--- Begin DATA IN THIS EXERCISE ---

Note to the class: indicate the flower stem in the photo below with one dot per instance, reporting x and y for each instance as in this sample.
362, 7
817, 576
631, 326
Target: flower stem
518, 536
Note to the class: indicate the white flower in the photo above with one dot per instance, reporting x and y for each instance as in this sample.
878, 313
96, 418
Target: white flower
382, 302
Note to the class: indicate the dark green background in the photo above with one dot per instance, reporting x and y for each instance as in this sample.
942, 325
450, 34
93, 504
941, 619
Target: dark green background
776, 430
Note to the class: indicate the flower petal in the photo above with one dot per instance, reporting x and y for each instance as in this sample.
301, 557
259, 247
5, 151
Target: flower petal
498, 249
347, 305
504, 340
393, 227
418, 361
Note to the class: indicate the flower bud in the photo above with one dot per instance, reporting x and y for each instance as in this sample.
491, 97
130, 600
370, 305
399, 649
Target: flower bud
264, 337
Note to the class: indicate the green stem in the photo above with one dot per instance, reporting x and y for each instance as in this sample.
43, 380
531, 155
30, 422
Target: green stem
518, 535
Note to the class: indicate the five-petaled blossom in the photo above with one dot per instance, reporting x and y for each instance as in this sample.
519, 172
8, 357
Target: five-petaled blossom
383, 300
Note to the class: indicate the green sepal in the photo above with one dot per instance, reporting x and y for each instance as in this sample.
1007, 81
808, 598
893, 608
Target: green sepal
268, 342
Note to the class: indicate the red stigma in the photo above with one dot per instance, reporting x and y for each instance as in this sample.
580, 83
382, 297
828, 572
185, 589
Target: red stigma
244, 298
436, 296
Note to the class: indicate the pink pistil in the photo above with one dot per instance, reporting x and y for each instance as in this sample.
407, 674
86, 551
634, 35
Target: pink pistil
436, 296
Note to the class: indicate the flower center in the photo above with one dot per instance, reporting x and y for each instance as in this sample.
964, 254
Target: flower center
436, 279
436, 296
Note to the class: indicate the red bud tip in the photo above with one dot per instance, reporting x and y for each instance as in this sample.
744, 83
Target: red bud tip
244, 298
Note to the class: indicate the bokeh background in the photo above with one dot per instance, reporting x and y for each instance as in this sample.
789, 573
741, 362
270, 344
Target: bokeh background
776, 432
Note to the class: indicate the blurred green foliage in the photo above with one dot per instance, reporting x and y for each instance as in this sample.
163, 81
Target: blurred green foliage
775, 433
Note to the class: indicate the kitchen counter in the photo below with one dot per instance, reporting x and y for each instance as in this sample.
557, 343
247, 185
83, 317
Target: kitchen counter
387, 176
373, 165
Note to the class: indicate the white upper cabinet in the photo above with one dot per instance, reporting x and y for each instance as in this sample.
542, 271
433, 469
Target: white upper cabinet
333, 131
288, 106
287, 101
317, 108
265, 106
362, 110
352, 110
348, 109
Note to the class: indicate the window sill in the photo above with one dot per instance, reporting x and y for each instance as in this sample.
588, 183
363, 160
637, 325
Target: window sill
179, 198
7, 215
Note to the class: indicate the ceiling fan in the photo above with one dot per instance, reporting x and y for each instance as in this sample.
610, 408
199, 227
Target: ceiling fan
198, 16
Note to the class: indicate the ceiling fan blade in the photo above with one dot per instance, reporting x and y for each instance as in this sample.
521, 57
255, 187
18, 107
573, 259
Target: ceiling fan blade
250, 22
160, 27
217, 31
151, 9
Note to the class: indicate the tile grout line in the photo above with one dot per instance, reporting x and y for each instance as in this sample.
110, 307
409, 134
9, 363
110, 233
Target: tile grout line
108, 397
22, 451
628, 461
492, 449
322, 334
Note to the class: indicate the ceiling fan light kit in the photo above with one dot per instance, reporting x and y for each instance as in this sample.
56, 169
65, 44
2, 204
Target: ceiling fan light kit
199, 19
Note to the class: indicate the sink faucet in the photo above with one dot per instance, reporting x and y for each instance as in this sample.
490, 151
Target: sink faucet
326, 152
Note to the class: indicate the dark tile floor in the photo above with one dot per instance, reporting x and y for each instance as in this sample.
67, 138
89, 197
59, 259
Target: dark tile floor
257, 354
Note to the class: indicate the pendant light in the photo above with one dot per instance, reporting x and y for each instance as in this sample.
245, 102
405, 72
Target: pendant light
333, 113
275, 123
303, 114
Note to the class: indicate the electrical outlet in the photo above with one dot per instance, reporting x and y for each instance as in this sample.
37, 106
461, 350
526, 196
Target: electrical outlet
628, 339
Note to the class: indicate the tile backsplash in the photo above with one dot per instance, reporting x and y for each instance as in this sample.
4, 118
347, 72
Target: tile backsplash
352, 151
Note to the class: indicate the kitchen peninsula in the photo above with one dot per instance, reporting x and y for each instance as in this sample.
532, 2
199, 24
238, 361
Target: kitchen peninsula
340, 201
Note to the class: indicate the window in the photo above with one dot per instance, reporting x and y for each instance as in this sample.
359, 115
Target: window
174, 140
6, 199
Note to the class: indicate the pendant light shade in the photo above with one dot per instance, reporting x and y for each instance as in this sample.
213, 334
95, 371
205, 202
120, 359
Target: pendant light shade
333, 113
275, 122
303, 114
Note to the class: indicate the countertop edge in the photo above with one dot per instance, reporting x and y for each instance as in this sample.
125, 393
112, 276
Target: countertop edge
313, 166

--- End DATA IN THIS EXERCISE ---

> [WRITTEN EXERCISE]: Rewrite every one of the records above with "one dot per instance" replaced by "one point per instance" wherever it occurs, keeping everything else the same.

> [RESPONSE]:
Note to the class: indicate the flower stem in the photo below with one point per instance, reporting x and y for each instance as in this sample.
362, 7
817, 576
631, 326
Target: flower stem
518, 536
Note to the class: indicate the white flower in the photo above with one point per instance, reporting x and y for each instance as in this sample.
878, 313
96, 418
Target: white flower
382, 302
Note to the class: indicate the dark green background in the photo above with one point per instance, reporting x and y for each instance as in this sample.
942, 325
450, 34
93, 504
941, 619
Target: dark green background
776, 430
Note to the class: indicate the flower petal in the photo above with one point per instance, reporting x and y for each instance as in this sample.
301, 557
259, 247
5, 151
Target: flower petal
498, 249
347, 305
504, 340
393, 227
418, 361
Note to the class: indicate the flower bud in the photo above with one point per instance, reporting x and y for each instance as in this sample.
491, 97
130, 600
370, 305
399, 649
Target: flower bud
264, 337
Note to the class: indicate the green stem in the photo above with one point per instance, reporting x and y for each instance as in this sample.
43, 380
531, 155
30, 422
Target: green stem
518, 535
Note to the class: indicate the five-petaled blossom in the photo above with one point per instance, reporting x and y for each instance as in this sample.
519, 172
8, 357
Target: five-petaled blossom
383, 300
Note to the class: indicate the green sepal in the photo above with one point per instance, reporting x and y for each instance as in this sample.
1007, 81
808, 598
893, 608
Target: green sepal
268, 342
Note to the class: indicate the red stigma in the photo above with one point per instance, reporting x and y for each instance as in this sample.
580, 83
382, 297
828, 572
185, 589
Target: red stigma
244, 298
436, 296
Note to the class: indicate the pink pistil in the photo above with one point per instance, reporting x and y for each instance as in this sample.
407, 674
86, 551
634, 35
Target: pink pistil
436, 296
Note to the class: indicate the flower center in the photo above with one point per instance, reporting x and y for each instance as in this sample.
964, 254
Target: flower center
436, 279
436, 296
Note to the class: indicate the red bud tip in the photo above with one point per instance, reporting x and y for each instance as in this sample.
744, 83
Target: red bud tip
244, 298
Note to the class: indicate the bokeh background in the photo above with one point per instance, reporting x and y for each instance as in this sample.
789, 573
741, 362
270, 344
Target: bokeh background
776, 432
Note to the class: indicate the blurred green foliage in the photo above with one point per instance, reporting x and y for each instance as in this sample.
163, 81
Target: blurred green foliage
775, 433
Note to the class: indicate the kitchen counter in the photo below with one point per instance, reporting x and y for each instance as in this sample.
557, 343
247, 185
83, 317
Target: kitchen counter
387, 176
373, 165
Note to the class: indicate the white upper cabinet in the photo above with one point per instance, reporting x and y for each instance as in this sample.
542, 271
433, 469
Target: white upper cabinet
333, 131
288, 106
287, 101
317, 108
265, 106
362, 110
352, 110
348, 109
Note to the class: indicate the window sill in the photo above with one point per instance, reporting x and y for each instance as in this sample.
588, 183
363, 160
637, 325
Target: window sill
179, 198
7, 215
Note to the class: indicate the ceiling fan in the photo above with one point per instance, reporting x and y for each instance as in this sample.
610, 408
199, 227
Target: ceiling fan
198, 16
Note to the class: indicate the ceiling fan blade in the photo above with one point per instance, reporting x and y for each instance as in this sample.
521, 57
255, 187
18, 107
573, 259
Target: ceiling fan blade
250, 22
160, 27
217, 31
151, 9
Note to the class: indicate the tile grout line in the photo above with one point per instance, reporting x and y for each instance as in this sample.
110, 307
409, 134
9, 363
110, 233
Target: tile grout line
108, 397
22, 451
628, 461
492, 449
322, 334
Note to the class: indicate the ceiling fan light kit in the photo above with one point per instance, reporting x and y for each instance as in this sample.
56, 169
65, 44
2, 204
Target: ceiling fan light kit
199, 19
Note to the class: indicate the sink faucet in the photo above with one point per instance, reporting x and y for each instance as in this sample.
490, 151
Target: sink faucet
326, 152
Note to the class: indicate the dark tile floor in the photo above with one point per instance, reporting x and y for each instance as in this sample.
67, 138
89, 197
59, 259
Target: dark tile floor
257, 354
Note to the class: indicate the pendant light in the photo above with one point per instance, reporting x and y for each instance as in this sample.
245, 102
405, 72
Target: pendant light
333, 113
275, 123
303, 114
Note to the class: indicate the electrical outlet in the photo above with one point per instance, reporting x and y for each instance as in this sample.
37, 106
461, 350
526, 196
Target: electrical outlet
628, 339
Note to the class: indicate the tile backsplash in the photo above with one point per instance, reporting x and y for each instance as in this sample.
4, 118
347, 72
Target: tile backsplash
352, 151
Note to the class: indicate the kitchen peninsula in the photo above with one point per instance, reporting x and y for each instance as in this sample.
532, 2
199, 24
238, 361
Target: kitchen peninsula
340, 201
Note to the class: indicate the window in the photo above with one point per instance, reporting x and y for each instance as in this sample.
359, 115
Target: window
174, 140
6, 199
Note to the class: indicate the pendant light shade in the photo above with one point per instance, reporting x and y for each instance as in this sample.
213, 334
95, 371
205, 202
120, 359
Target: pendant light shade
333, 113
275, 122
303, 114
Note to the class: indicate the countertop edge in the photo above with one point per instance, reporting x and y for each instance as in this sample.
125, 393
112, 276
Target: countertop edge
313, 166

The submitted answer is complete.